Pick out every line below that contains the word "light" and copy each one.

*DATA PROVIDED*.
+++++

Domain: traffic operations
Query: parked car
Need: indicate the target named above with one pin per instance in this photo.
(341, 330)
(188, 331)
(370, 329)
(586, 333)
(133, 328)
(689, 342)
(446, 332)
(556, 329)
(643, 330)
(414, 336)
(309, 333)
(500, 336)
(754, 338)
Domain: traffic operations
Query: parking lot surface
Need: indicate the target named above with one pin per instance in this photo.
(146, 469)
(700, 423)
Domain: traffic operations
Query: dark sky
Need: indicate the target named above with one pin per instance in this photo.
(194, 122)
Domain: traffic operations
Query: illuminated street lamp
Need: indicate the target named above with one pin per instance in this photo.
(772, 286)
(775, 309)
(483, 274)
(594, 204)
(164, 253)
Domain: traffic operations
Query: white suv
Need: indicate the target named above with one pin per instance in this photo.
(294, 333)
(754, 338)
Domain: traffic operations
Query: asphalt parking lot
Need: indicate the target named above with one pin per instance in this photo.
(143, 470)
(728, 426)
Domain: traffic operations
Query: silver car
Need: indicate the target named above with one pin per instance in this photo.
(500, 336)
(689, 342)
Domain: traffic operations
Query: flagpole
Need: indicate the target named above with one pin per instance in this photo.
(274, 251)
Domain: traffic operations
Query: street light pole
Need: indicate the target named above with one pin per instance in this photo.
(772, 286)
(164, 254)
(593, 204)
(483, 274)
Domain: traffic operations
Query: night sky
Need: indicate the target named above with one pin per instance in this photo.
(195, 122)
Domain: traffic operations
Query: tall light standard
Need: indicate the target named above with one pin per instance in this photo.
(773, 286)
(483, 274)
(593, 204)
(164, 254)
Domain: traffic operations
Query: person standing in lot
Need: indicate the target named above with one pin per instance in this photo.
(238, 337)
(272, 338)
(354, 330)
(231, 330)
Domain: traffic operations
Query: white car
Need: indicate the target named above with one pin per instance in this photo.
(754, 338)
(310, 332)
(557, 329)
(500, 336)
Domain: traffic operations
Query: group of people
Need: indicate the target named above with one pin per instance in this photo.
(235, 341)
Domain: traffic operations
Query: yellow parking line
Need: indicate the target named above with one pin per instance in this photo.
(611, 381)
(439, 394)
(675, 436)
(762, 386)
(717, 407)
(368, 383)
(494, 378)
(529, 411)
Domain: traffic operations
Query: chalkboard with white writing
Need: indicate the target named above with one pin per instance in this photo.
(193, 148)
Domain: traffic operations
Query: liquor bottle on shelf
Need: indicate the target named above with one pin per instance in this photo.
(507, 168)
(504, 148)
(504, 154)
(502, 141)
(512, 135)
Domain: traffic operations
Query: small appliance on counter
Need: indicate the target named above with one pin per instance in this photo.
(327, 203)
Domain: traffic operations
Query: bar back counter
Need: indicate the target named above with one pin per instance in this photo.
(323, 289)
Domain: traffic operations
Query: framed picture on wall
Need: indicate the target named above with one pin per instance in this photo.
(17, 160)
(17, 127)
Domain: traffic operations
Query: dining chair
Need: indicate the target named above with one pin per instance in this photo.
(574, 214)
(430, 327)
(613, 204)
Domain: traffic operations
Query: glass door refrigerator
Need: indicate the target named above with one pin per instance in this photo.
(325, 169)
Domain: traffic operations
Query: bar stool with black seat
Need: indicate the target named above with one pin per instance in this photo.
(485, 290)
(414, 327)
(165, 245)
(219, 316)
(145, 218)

+++++

*TASK OUTPUT*.
Query: street light pole
Query: tall light standard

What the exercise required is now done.